++++ Given entries ++++

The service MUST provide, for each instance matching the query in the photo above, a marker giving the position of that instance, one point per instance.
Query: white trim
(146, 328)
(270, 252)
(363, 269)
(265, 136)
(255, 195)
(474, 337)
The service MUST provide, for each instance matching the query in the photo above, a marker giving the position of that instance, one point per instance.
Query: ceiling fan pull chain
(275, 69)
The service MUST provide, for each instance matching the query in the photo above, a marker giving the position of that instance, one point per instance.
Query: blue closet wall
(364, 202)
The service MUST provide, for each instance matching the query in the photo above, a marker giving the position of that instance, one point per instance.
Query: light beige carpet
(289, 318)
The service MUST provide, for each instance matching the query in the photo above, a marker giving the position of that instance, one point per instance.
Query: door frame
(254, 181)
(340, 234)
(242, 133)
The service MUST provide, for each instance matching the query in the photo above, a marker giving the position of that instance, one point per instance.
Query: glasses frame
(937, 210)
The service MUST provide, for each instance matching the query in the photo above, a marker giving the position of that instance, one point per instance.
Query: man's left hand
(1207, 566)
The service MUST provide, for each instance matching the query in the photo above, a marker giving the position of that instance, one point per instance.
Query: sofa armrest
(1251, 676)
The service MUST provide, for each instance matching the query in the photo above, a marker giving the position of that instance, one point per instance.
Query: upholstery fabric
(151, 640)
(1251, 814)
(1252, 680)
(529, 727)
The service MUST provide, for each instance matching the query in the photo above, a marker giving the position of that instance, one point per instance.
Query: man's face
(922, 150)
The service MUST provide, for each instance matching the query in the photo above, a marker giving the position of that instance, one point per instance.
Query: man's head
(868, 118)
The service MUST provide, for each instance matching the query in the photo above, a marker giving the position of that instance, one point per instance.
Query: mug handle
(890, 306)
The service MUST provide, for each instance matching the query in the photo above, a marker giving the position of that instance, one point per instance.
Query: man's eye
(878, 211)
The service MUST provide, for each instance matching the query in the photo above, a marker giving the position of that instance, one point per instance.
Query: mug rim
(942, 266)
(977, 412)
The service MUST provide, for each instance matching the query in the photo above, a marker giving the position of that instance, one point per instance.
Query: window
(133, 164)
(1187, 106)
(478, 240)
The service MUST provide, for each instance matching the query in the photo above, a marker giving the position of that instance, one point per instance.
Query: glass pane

++++

## Problem
Exactly as shown, give every record again.

## Output of the task
The service MUST provide, for each instance matching the query in the photo above, a marker giving the position of that instance, one point per instance.
Query: white trim
(146, 328)
(270, 252)
(363, 269)
(265, 136)
(255, 195)
(474, 337)
The service MUST provide, for each instance matching the query in the photo above, a marker giving the position of that instance, one point per instance.
Query: ceiling fan pull chain
(275, 69)
The service MUST provide, for each instance matching the query in the photo above, a marker giving the position of that instance, one point per instance.
Query: blue closet wall
(364, 202)
The service MUST provide, for each instance matching the query in the photo above, a marker giving the position of that instance, one point per instance.
Query: light beige carpet
(289, 318)
The service MUST provide, for each instance matching the query in the photo above, a marker giving the position of that instance, one point per instance.
Query: door frame
(254, 181)
(340, 234)
(242, 133)
The service MUST provide, for each instance matching the query in the photo above, a marker giving the position of that instance, one point per instance.
Query: glasses frame
(937, 210)
The service MUST provide, for each instance matching the query in the photo above, a marker giving the position of that instance, one point per instance.
Query: man's left hand
(1207, 566)
The service MUST provide, for each instance matching the query in the photo above, a marker giving the position of that instance, one point per instance.
Query: sofa armrest
(1251, 676)
The service MUST provide, for each instance matching the query in the photo above, a marker giving the position of that instance, one point per instance.
Query: upholstery fabric
(151, 640)
(1251, 814)
(1252, 680)
(529, 727)
The service MUST provide, for each instance matching the query in the photo above, a marker giving the position of that instance, one point per instance.
Query: man's face
(922, 150)
The service MUST provide, for each instance matching the query in the photo above, a marker giving the position of that instance, one point per instance.
Query: man's head
(868, 118)
The service MUST provide, for each instance matching the query in the photo above, a marker giving the position of that instance, one point per instance.
Query: mug handle
(890, 306)
The service MUST provide, for each instance matching the query in the photo above, a marker giving the position of that instance, one point per instance.
Query: man's eye
(878, 211)
The service MUST provide, for each instance matching the query in the photo above, a marker giving the position of that instance, one point per instance.
Query: mug rim
(942, 266)
(977, 412)
The service MUST provide, for each instance matching the query in the photo above, a marker giving the position of that instance, one point per instance.
Query: window
(133, 164)
(1187, 106)
(478, 240)
The service MUST provide, for each instance matching the query in the photo above, a marker giving the position of that instance, one point per instance.
Query: glass pane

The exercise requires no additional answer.